------ INFORMATION PROVIDED

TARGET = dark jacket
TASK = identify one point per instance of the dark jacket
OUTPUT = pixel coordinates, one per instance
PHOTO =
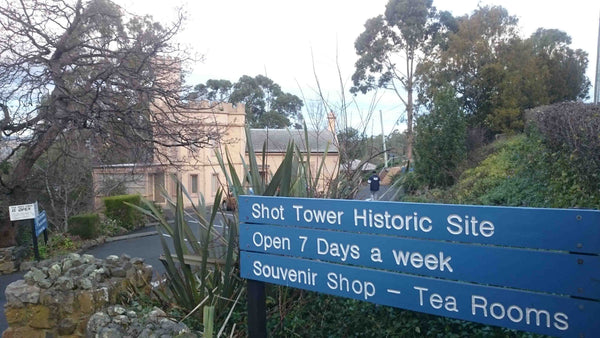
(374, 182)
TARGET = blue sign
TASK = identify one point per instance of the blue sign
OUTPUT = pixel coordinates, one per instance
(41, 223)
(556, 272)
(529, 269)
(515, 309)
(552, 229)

------------
------ INFORMATION PROVIDED

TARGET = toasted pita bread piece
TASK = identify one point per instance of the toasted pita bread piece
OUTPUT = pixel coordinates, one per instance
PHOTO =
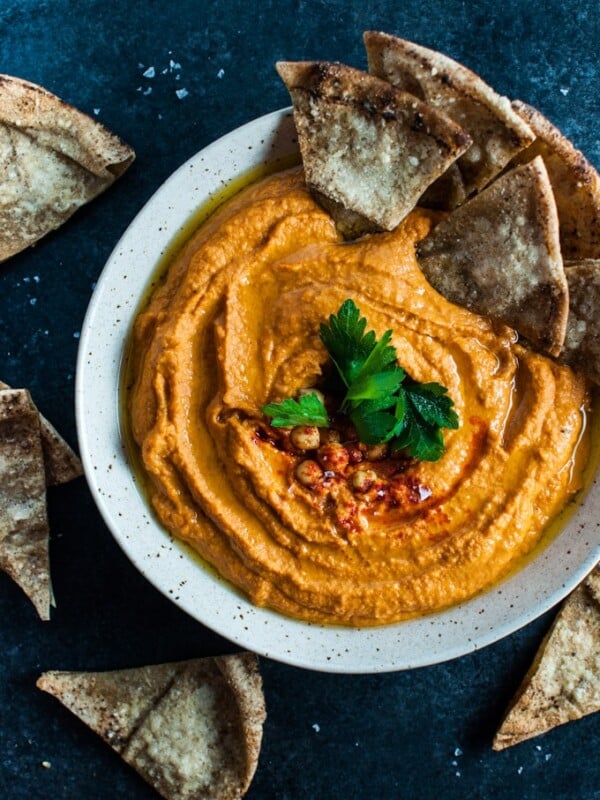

------------
------ INFORMATION PROVIDED

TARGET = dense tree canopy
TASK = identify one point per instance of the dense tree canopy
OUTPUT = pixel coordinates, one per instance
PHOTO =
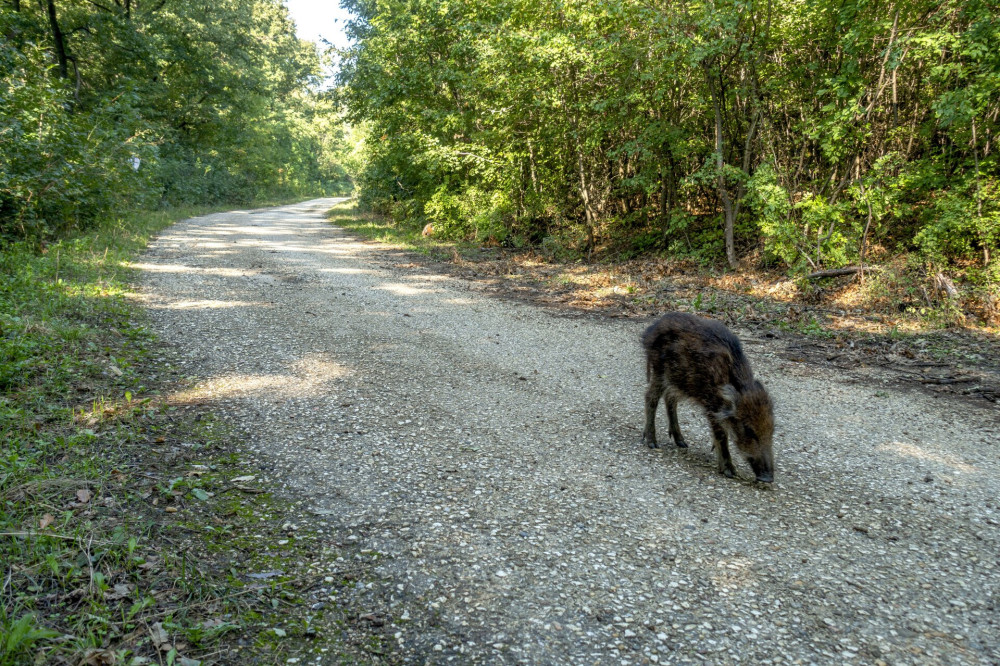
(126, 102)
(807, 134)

------------

# YOUR INSTRUCTIONS:
Go through the records above and return each line in which the word "sign" occurs.

# OUTPUT FOR THIS EXERCISE:
TARGET = blue sign
TASK = identify one point per instance of the blue sign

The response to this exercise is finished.